▶ [Task instructions]: Copy each of the records below word for word, keeping every line unchanged and in the same order.

▶ [Material shown]:
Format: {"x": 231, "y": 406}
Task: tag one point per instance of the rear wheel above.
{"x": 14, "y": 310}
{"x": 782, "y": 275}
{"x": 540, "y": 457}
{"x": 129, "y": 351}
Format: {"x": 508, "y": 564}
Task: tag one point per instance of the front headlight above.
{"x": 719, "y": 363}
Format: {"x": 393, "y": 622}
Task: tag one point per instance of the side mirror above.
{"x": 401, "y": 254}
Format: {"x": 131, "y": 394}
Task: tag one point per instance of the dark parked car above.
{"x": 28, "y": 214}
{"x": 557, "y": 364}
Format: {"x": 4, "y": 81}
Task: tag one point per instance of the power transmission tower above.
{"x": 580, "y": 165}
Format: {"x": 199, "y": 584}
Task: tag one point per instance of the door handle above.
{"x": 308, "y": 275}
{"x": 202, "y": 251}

▶ [Solved exercise]:
Format: {"x": 231, "y": 406}
Task: tag one point per instance of the rear wheel above.
{"x": 14, "y": 310}
{"x": 782, "y": 275}
{"x": 540, "y": 457}
{"x": 129, "y": 351}
Format: {"x": 508, "y": 564}
Task: tag one point per instance of the front headlight above.
{"x": 719, "y": 363}
Format: {"x": 393, "y": 622}
Task: tag one point per instance of the side mirror above.
{"x": 401, "y": 254}
Format: {"x": 131, "y": 394}
Task: tag one point per instance of the dark parked car above.
{"x": 28, "y": 214}
{"x": 557, "y": 364}
Format: {"x": 4, "y": 81}
Task: tag one point per instance of the power transmission tower above.
{"x": 580, "y": 165}
Format: {"x": 199, "y": 584}
Task: tag one point per instance of the door handle above.
{"x": 308, "y": 275}
{"x": 202, "y": 251}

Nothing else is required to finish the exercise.